▼▼▼

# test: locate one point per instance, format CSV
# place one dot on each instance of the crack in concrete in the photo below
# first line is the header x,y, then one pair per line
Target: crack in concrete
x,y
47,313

▲▲▲

• [Work to be completed]
Replace "concrete" with "asphalt" throughout all the items, and write the lines out again with everything else left unchanged.

• [Task output]
# test: locate one point per instance, format CSV
# place one dot on each instance of the crack in asphalt in the photo below
# first line is the header x,y, then one pair per line
Target: crack in asphalt
x,y
47,313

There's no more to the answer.